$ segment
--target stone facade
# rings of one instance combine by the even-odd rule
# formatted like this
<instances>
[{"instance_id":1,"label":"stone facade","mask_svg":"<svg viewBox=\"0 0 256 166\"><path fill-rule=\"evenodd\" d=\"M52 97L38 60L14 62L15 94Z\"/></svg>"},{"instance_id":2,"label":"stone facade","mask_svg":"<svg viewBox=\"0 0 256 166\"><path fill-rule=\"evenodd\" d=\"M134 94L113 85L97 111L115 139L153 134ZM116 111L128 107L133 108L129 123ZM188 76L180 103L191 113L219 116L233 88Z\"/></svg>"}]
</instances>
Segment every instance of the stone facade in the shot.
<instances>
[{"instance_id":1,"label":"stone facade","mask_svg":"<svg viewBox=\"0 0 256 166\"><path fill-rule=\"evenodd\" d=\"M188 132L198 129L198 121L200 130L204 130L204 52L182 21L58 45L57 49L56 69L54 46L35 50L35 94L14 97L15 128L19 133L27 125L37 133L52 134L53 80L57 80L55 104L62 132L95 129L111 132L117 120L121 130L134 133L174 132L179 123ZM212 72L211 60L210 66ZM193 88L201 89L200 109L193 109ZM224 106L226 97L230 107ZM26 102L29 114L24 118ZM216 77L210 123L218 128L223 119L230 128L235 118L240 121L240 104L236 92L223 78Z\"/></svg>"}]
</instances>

THE REQUEST: Render every line of the rows above as a Markdown table, skipping blank lines, with one column named Line for the row number and one named Text for the line itself.

OUTPUT OF THE EXERCISE:
| Line | Text |
|---|---|
| 1 | $ segment |
| 2 | --target stone facade |
| 3 | # rings of one instance combine by the even-odd rule |
| 4 | # formatted like this |
| 5 | <instances> |
| 6 | [{"instance_id":1,"label":"stone facade","mask_svg":"<svg viewBox=\"0 0 256 166\"><path fill-rule=\"evenodd\" d=\"M52 97L38 60L14 62L15 94Z\"/></svg>"},{"instance_id":2,"label":"stone facade","mask_svg":"<svg viewBox=\"0 0 256 166\"><path fill-rule=\"evenodd\" d=\"M134 94L113 85L97 111L115 139L153 134ZM116 111L128 107L133 108L129 123ZM188 76L180 103L191 113L219 116L233 88Z\"/></svg>"}] |
| 7 | </instances> |
| 8 | Segment every instance of the stone facade in the shot. |
| 9 | <instances> |
| 10 | [{"instance_id":1,"label":"stone facade","mask_svg":"<svg viewBox=\"0 0 256 166\"><path fill-rule=\"evenodd\" d=\"M188 132L198 129L198 121L200 130L204 130L204 52L182 21L58 45L57 49L56 69L54 46L35 50L35 94L14 97L15 128L19 133L27 125L37 133L52 134L53 80L57 80L55 104L62 132L95 129L111 132L117 120L121 130L134 133L174 132L179 123ZM212 72L211 60L210 66ZM193 88L201 89L200 109L193 109ZM224 106L226 97L230 107ZM26 102L29 114L24 118ZM216 77L210 123L218 128L223 119L230 128L235 118L240 121L240 104L236 92L223 78Z\"/></svg>"}] |
| 11 | </instances> |